**RECORDS PROVIDED**
[Start of section]
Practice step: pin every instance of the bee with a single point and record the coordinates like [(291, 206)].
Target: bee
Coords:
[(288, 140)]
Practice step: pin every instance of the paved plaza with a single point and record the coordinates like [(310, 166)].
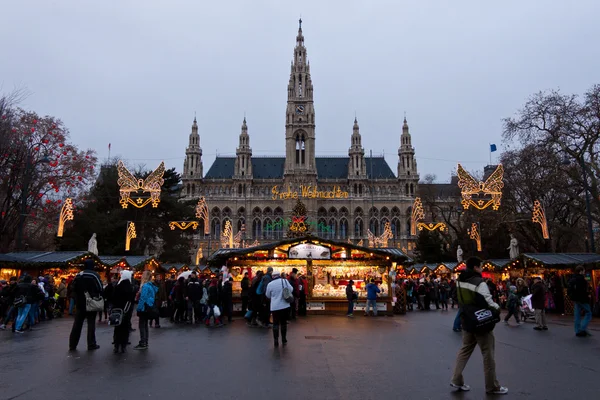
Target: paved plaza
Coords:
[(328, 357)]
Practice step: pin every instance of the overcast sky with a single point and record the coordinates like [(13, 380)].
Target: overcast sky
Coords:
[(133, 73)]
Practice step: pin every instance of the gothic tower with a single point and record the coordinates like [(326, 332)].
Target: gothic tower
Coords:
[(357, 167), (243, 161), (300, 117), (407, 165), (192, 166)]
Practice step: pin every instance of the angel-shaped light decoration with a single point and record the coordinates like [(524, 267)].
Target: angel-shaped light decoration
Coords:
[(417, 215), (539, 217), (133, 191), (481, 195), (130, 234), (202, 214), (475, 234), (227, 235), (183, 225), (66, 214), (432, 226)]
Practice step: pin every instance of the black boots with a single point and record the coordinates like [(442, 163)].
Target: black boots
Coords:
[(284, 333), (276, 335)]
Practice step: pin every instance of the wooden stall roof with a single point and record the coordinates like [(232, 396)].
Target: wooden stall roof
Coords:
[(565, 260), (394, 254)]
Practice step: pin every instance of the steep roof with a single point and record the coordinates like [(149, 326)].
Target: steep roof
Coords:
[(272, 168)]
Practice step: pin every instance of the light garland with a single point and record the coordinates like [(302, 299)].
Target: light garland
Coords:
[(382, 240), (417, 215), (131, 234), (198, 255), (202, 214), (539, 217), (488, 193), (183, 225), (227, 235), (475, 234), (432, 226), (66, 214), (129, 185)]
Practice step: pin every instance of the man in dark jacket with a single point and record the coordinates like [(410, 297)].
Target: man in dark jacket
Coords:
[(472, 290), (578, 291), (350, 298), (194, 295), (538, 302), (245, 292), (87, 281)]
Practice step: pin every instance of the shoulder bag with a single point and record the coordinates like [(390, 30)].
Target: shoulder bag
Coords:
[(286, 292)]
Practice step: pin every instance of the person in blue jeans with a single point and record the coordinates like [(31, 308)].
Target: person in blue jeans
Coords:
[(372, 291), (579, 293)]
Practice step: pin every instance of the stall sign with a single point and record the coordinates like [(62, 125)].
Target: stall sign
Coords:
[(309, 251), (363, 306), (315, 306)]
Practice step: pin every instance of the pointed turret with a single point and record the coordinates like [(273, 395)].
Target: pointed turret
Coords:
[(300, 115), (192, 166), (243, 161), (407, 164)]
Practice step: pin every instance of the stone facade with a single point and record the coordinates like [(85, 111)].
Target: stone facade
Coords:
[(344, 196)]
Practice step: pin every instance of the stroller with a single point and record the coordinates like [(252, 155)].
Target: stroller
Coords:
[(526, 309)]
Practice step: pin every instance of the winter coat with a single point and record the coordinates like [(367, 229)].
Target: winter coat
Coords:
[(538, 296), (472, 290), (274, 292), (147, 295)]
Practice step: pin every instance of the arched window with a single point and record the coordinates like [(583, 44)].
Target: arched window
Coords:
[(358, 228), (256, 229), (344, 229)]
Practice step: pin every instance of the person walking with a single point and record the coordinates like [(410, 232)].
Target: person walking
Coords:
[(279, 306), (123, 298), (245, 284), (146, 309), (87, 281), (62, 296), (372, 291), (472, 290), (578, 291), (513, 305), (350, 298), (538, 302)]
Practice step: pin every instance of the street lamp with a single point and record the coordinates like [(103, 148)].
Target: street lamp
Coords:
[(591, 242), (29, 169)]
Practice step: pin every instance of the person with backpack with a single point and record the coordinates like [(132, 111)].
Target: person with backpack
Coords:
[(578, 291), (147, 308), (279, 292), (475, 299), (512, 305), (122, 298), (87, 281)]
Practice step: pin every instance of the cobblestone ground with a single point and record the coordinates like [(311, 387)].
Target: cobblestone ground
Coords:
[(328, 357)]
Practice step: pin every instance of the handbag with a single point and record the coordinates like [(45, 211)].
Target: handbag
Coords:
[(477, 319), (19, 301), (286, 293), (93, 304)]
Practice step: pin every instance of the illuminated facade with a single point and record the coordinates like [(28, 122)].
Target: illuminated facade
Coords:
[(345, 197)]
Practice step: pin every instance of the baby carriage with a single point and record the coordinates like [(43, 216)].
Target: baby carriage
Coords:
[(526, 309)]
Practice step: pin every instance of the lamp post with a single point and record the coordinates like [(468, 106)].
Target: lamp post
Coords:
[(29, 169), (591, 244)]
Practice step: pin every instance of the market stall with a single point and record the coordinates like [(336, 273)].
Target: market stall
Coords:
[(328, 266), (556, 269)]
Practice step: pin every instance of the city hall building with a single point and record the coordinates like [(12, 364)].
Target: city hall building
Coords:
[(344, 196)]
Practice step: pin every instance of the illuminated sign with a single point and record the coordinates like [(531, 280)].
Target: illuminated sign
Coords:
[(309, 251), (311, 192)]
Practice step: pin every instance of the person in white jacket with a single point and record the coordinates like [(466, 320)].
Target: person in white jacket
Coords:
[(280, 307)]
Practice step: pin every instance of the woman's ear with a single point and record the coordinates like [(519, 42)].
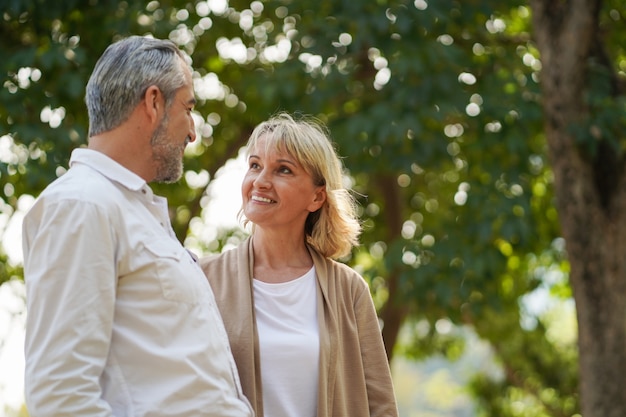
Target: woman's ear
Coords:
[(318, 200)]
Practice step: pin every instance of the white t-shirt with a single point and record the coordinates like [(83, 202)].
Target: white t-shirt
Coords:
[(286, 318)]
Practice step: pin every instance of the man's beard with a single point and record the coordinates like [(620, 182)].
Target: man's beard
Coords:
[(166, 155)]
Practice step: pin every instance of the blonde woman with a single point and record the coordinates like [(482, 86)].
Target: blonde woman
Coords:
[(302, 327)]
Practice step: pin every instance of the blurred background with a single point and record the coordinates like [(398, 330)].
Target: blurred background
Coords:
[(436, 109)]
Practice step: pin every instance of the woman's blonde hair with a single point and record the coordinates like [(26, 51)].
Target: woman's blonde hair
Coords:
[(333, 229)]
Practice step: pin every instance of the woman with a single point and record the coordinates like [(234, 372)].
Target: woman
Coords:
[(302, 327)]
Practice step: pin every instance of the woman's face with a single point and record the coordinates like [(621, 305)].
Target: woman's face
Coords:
[End of section]
**EXERCISE DESCRIPTION**
Give again, please, precisely the lines that begin the records and run through the line with "Practice step: pin every instance of the gothic" in it, keeping both end lines and dropping any pictures.

**WRITTEN RESPONSE**
Practice step: pin every instance of the bee with a single point and record the coordinates like [(291, 206)].
Target: bee
Coords:
[(288, 140)]
Practice step: pin every instance of the paved plaza with a single point and record the coordinates like [(310, 166)].
Target: paved plaza
Coords:
[(328, 357)]
Practice step: pin every instance of the overcast sky with a single point and record the coordinates like [(13, 380)].
Target: overcast sky
Coords:
[(133, 73)]
Practice step: pin every instance of the gothic tower with a single point and record the coordinates like [(326, 332)].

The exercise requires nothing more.